## Action item
In your copy, include every entry exactly as written but no pictures.

(Natural-language object grounding data)
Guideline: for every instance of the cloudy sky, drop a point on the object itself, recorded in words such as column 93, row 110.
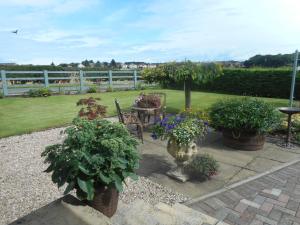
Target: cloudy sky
column 149, row 30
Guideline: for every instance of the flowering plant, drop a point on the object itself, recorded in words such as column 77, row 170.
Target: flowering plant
column 181, row 128
column 148, row 101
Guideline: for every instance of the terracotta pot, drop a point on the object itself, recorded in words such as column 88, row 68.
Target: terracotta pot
column 181, row 153
column 105, row 200
column 243, row 140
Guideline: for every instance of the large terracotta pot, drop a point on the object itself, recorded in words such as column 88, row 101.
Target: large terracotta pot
column 243, row 140
column 105, row 200
column 181, row 154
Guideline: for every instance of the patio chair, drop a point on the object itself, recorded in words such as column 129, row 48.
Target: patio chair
column 128, row 119
column 163, row 108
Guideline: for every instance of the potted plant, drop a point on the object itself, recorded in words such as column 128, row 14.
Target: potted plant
column 244, row 122
column 148, row 101
column 95, row 159
column 181, row 132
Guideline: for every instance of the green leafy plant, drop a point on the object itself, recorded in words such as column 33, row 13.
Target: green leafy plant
column 181, row 128
column 41, row 92
column 91, row 110
column 148, row 101
column 202, row 166
column 92, row 90
column 110, row 89
column 95, row 153
column 244, row 114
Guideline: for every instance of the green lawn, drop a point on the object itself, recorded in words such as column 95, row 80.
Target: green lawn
column 23, row 115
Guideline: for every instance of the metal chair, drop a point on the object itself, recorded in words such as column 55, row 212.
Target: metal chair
column 163, row 108
column 130, row 118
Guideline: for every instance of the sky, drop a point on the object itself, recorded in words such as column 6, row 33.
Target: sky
column 64, row 31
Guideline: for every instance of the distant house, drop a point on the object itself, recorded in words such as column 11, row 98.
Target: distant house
column 80, row 66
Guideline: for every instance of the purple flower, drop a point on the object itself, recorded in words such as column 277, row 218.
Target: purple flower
column 154, row 136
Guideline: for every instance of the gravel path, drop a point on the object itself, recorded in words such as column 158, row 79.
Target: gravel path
column 24, row 187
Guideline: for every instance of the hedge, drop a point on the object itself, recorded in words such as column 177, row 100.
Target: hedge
column 260, row 82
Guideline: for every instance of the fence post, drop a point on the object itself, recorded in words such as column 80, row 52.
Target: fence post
column 81, row 81
column 4, row 83
column 110, row 78
column 134, row 79
column 46, row 81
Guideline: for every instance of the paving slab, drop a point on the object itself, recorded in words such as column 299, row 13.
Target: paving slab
column 264, row 200
column 235, row 165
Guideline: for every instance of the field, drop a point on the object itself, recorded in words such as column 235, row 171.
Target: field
column 24, row 115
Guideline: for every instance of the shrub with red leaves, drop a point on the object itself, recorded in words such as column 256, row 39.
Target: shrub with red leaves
column 148, row 101
column 91, row 110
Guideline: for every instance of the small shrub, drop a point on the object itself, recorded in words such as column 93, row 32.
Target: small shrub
column 92, row 90
column 244, row 115
column 91, row 110
column 41, row 92
column 202, row 167
column 148, row 101
column 110, row 89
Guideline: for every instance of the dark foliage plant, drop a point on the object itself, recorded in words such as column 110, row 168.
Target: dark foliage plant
column 91, row 109
column 148, row 101
column 95, row 153
column 202, row 166
column 41, row 92
column 244, row 115
column 92, row 90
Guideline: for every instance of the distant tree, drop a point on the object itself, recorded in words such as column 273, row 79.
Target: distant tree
column 86, row 63
column 98, row 64
column 269, row 60
column 183, row 73
column 105, row 64
column 113, row 64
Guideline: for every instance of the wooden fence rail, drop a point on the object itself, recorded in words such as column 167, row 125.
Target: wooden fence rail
column 12, row 83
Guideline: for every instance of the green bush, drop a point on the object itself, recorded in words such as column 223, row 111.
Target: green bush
column 260, row 82
column 42, row 92
column 96, row 153
column 244, row 114
column 110, row 89
column 92, row 90
column 202, row 167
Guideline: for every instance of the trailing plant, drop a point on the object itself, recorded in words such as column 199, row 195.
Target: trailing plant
column 91, row 110
column 41, row 92
column 148, row 101
column 202, row 166
column 95, row 153
column 92, row 90
column 244, row 115
column 183, row 129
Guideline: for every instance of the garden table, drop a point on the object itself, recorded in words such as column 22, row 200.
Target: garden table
column 290, row 111
column 143, row 112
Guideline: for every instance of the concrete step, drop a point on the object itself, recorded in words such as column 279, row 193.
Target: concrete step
column 142, row 213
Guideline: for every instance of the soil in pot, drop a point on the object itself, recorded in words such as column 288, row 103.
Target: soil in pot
column 243, row 140
column 105, row 200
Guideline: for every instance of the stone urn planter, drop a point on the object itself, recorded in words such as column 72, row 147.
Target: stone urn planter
column 243, row 140
column 182, row 155
column 105, row 200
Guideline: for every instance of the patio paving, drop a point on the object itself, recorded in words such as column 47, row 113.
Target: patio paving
column 235, row 165
column 272, row 199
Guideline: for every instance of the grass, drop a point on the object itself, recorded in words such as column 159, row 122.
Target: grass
column 24, row 115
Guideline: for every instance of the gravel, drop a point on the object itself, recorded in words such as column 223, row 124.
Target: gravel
column 24, row 186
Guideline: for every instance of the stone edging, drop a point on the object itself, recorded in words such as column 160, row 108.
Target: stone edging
column 201, row 198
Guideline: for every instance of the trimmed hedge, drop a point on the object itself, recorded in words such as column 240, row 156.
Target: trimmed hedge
column 269, row 82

## Answer box
Guideline: for every instance of the cloudy sky, drop a point on the object itself, recorded in words such as column 93, row 110.
Target: cloudy sky
column 149, row 30
Guideline: for every instance of the flowering plant, drop a point on the object itself, recorded in words such as column 77, row 170.
Target: flowering plant
column 181, row 128
column 148, row 101
Guideline: for every instance of the terracotta pot, drop a point on the object itself, recorded in words such as column 88, row 68.
Target: terracotta pot
column 181, row 153
column 105, row 200
column 243, row 140
Guideline: for every instance of the large terracotta pot, drop a point on the object itself, recorded in words such as column 88, row 101.
Target: large terracotta pot
column 243, row 140
column 105, row 200
column 181, row 154
Guideline: for every instance of the patio chair, drop a point on the object itself, recorded in words such as column 129, row 48.
Target: patio chair
column 128, row 119
column 163, row 108
Guideline: for every instance of the potted plant, drop a point on the object itself, recorded in words such as column 128, row 14.
Target: potted plant
column 244, row 122
column 148, row 101
column 95, row 159
column 181, row 132
Guideline: for every instance of the green leafy plant, drop a point on the object itself, recorded in words such as column 33, row 13.
Target: green leafy plant
column 181, row 128
column 41, row 92
column 91, row 110
column 148, row 101
column 202, row 166
column 92, row 90
column 110, row 89
column 95, row 153
column 244, row 114
Guideline: for every instance of the green lawn, drop a point on the object itself, recorded in words such as column 95, row 80.
Target: green lawn
column 23, row 115
Guideline: for every instance of the metal chair, drop a point on the object itself, recorded in words such as column 55, row 212.
Target: metal chair
column 163, row 108
column 130, row 118
Guideline: for every instance of the sky, drop a point on the object itself, recorded in words such as column 6, row 33.
Target: sky
column 64, row 31
Guideline: for every instance of the distant house, drop a point on the object itself, recorded in words such as column 11, row 98.
Target: distant house
column 80, row 66
Guideline: for every instance of the purple flower, drop a point on the object itself, recorded in words such as column 277, row 218.
Target: purple flower
column 154, row 136
Guideline: for every instance of the gravel path, drop a point on the object itself, recorded in words such as column 158, row 79.
Target: gravel path
column 24, row 187
Guideline: for every instance of the hedge, drop a point on the object itself, recorded in words such as column 177, row 100.
Target: hedge
column 260, row 82
Guideline: for every instance of the fence post, drop a point on the object itself, recorded in words such as column 80, row 52.
Target: fence post
column 81, row 81
column 4, row 83
column 110, row 78
column 134, row 79
column 46, row 81
Guideline: for every instance of the paving slab, drop a point on the object itself, recorded in words such as column 299, row 13.
Target: paving slab
column 264, row 200
column 235, row 165
Guideline: for every instance of the field, drop a point on the object itself, recorded in words such as column 235, row 171.
Target: field
column 24, row 115
Guideline: for every instance of the shrub with red leaves, drop a point on the object itself, recorded in words such as column 256, row 39.
Target: shrub with red leaves
column 148, row 101
column 91, row 110
Guideline: for every instance of the small shrub, drop a point on the object itself, recorded in words such as column 93, row 32.
Target: small shrub
column 92, row 90
column 244, row 115
column 91, row 110
column 41, row 92
column 202, row 167
column 148, row 101
column 110, row 89
Guideline: for every instance of the dark foliage plant, drop a point on the object itself, recorded in words such as column 110, row 168.
Target: dark foliage plant
column 91, row 109
column 148, row 101
column 95, row 153
column 202, row 166
column 41, row 92
column 244, row 115
column 92, row 90
Guideline: for every instance of the distant tree, drop a point on the object itself, recorded in words such as column 273, row 79.
Target: distant tree
column 86, row 63
column 98, row 64
column 269, row 60
column 183, row 73
column 105, row 64
column 113, row 64
Guideline: for every instance of the wooden fence rail, drop a point on the object itself, recorded in words such as column 167, row 125.
Target: wooden fence rail
column 12, row 83
Guideline: for every instance of the green bush, drop a point on the object itself, recorded in words such as column 223, row 111.
Target: green bush
column 260, row 82
column 42, row 92
column 96, row 153
column 244, row 114
column 110, row 89
column 92, row 90
column 202, row 167
Guideline: for every instance of the trailing plant, drop a point on the object itself, recorded in words such as column 199, row 195.
Target: trailing plant
column 91, row 110
column 41, row 92
column 148, row 101
column 202, row 166
column 95, row 153
column 92, row 90
column 244, row 115
column 183, row 129
Guideline: for every instance of the garden table, drop a point on the object itself, recorded in words such as column 22, row 200.
Target: garden table
column 290, row 111
column 143, row 112
Guideline: for every instance of the concrete step, drop a point on the object itself, recorded in words such as column 279, row 193.
Target: concrete step
column 142, row 213
Guideline: for every instance of the soil in pot, drop a point on the object itself, recorded in words such as column 288, row 103.
Target: soil in pot
column 243, row 140
column 105, row 200
Guideline: for every instance of the stone urn planter, drop a point on the object itself, recorded in words such as column 72, row 147.
Target: stone urn planter
column 243, row 140
column 182, row 155
column 105, row 200
Guideline: for every instance of the patio paving, drop a point on the object itself, recorded in words such as column 47, row 113.
Target: patio paving
column 235, row 165
column 272, row 199
Guideline: for every instance of the grass, drop a point on the object itself, recorded in words such as column 159, row 122.
Target: grass
column 24, row 115
Guideline: for every instance of the gravel, drop a point on the object itself, recorded in words such as column 223, row 124.
Target: gravel
column 24, row 186
Guideline: for every instance of the stone edging, drop a point on the object itself, recorded in words such as column 160, row 108.
Target: stone edging
column 201, row 198
Guideline: for every instance of the trimmed hedge, drop a point on the object itself, recorded in words such as column 240, row 156.
Target: trimmed hedge
column 269, row 82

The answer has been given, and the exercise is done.